-- THE PROBLEM --
In the forum post, what title does the writer give the piece they say they wrote the night before?

-- PAGE EXCERPT --
-----
Okay. I'm sorry if it seems like I just keep ranting about how crappy things in my life are everytime I post, but this is one of the only places I can do that.
Heres alittle something I wrote last night when I was really pissed off and sad.
Heartache
Why must i continue on as if I'm happy?
So that others may be cheerful and have their hearts brightened at seeing someone they care dearly for?
Or so I may suffer the demonic words of people who were once my dearest friends?
If so, why not just end my life?
With a gash in each arm, I could leave this world behind and journey forth to unexplored lands that many yurn to enter; leaving my limp body and dark crimson fluid soaking into the floor as a grim present for my friends and family to morn over.
But, I haven't chosen that road yet.
I've released my anger and self pity in bitter tears that none have seen and only a soiled pillow as a witness.
I've yet to feel the undying warmth of someone who truely cares about my fate and who can tell when I'm truely sad when I act cheerful.
And for that and other reasons unreveiled to me, I've restrained myself from putting an end to my misery and just letting go.
As I sit and write this, my mind is wandering undiscovered roads, while my soul and flesh ache with so much unreleased emotions that have formed from close friends and family memebers.
From the words of an unloving mother, to the unspoken disappointment and anger of an honored father.
To the unseen anger towards the tinyest annoyance of a friend.
And finally to the still healing heart from an ended relationship of over a year with its first love, that yurns to feel the beating warmth of anothers love at its side.
Many things said and unsaid...
And yet...Is all of this heartache worth living for?
-----
-- DATA SECTION --

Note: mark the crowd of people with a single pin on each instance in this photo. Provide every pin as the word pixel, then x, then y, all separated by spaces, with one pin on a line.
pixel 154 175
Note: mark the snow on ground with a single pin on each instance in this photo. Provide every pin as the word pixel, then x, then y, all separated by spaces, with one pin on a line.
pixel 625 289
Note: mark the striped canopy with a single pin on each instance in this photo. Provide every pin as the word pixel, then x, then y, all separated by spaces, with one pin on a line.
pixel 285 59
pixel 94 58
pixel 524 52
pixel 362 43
-----
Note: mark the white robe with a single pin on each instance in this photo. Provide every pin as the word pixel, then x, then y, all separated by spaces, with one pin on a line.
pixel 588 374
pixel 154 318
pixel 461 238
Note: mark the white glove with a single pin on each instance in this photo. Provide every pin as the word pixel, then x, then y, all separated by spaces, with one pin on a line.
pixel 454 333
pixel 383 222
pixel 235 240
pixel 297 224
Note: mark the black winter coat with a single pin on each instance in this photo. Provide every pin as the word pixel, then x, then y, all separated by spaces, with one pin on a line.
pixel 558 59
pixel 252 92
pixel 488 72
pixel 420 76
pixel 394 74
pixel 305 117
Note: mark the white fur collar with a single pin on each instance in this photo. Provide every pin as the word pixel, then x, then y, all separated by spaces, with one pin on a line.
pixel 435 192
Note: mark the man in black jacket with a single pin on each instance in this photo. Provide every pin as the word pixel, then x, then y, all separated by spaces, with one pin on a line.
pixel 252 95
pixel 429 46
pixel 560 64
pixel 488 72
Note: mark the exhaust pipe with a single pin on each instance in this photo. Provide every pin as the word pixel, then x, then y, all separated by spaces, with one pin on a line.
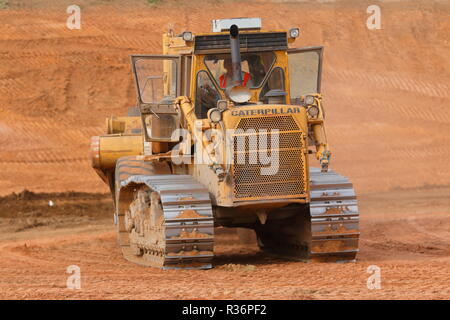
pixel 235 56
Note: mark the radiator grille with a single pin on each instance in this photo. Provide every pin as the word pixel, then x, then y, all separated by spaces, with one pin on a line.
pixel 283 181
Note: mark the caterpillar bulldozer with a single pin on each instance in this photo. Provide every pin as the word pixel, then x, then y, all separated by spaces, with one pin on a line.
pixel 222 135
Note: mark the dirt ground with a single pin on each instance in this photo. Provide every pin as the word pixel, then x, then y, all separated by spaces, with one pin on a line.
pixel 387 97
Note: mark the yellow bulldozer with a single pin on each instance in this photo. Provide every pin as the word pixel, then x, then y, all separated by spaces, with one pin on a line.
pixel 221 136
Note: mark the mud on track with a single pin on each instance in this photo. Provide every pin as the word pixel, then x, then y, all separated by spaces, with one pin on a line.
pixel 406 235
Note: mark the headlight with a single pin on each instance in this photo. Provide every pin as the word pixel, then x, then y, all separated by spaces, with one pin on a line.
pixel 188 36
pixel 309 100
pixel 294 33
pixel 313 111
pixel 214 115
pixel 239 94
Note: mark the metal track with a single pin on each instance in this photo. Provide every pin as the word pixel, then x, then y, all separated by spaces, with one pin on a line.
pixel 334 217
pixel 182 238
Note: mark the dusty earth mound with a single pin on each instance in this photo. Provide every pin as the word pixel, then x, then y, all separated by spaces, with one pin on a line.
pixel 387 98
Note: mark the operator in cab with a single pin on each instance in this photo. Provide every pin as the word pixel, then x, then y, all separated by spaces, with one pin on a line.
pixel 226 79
-----
-- FINAL ANSWER --
The piece is titled "Heartache."